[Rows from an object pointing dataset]
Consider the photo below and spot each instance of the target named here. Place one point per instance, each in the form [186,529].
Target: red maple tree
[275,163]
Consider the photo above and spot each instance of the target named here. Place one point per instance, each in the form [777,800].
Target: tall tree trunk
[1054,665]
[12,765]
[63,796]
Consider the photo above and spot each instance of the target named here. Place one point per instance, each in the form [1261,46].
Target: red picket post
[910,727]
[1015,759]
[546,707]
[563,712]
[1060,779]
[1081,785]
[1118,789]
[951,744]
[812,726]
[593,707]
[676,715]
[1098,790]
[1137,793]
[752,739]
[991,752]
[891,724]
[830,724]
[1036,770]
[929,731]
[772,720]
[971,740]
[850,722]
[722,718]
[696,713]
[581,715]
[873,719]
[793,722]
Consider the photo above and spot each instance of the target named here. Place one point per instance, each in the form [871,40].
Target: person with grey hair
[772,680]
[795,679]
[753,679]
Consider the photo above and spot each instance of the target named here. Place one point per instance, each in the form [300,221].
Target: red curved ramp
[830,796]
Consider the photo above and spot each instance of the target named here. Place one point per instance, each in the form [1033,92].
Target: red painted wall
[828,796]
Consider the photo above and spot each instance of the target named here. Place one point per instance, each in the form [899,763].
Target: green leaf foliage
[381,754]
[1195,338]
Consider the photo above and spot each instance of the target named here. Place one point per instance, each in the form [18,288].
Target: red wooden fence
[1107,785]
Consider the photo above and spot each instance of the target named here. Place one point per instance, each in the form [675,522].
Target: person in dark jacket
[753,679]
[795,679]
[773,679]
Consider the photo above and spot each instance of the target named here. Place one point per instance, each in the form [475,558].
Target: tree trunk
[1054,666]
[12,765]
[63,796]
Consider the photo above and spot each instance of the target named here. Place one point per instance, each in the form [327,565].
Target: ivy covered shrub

EXERCISE AIM
Write out every line of the data above with nothing changed.

FINISHED ANSWER
Consider the photo below and spot each instance of the target named here. Place one point per instance, each in the form [186,529].
Target: red maple tree
[275,163]
Consider the photo above and spot each instance of the target named here. Place one point per instance, each in the form [777,800].
Target: tall tree trunk
[1054,665]
[12,765]
[63,796]
Consider the photo above and spot each instance of the target named here. Place one point per instance, each in the form [1261,46].
Target: red picket post
[910,727]
[1015,759]
[546,707]
[563,712]
[1060,779]
[1081,785]
[1118,789]
[951,744]
[812,726]
[593,707]
[676,715]
[1098,790]
[1137,793]
[752,739]
[991,752]
[891,724]
[830,724]
[1036,770]
[929,731]
[772,720]
[971,740]
[850,722]
[722,718]
[696,713]
[581,715]
[873,719]
[793,722]
Consider the photo above and spot each instance of the target named here. Place one point per instance, each in the form [871,40].
Target: person with grey hair
[772,680]
[795,679]
[753,679]
Consider the photo above and spot each instance of the target named here. Place one point per instance, each in the form [300,221].
Target: red curved ramp
[830,796]
Consider the photo above and spot each instance of the target named here. Place one point per instance, each in the form [1033,92].
Target: red painted wall
[828,796]
Consider the photo above and spot each instance of the target named here. Place one point per instance, each in the form [899,763].
Target: green leaf foliage
[381,754]
[1195,338]
Consider the photo above and spot each instance of the target named here. Place one point per instance, each in the form [18,288].
Target: red wooden fence
[1107,785]
Consider the photo above and spot each instance of the target named here. Place one point per instance, each in the form [675,522].
Target: person in dark jacket
[753,679]
[795,679]
[773,679]
Consider the photo above and spot each instance of the target named here. Place one point per instance, each in the form [475,558].
Target: tree trunk
[1054,666]
[12,765]
[63,796]
Consider the photo above and spot each instance of the target named here. Place one point per instance, each in the form [327,565].
Target: ivy covered shrub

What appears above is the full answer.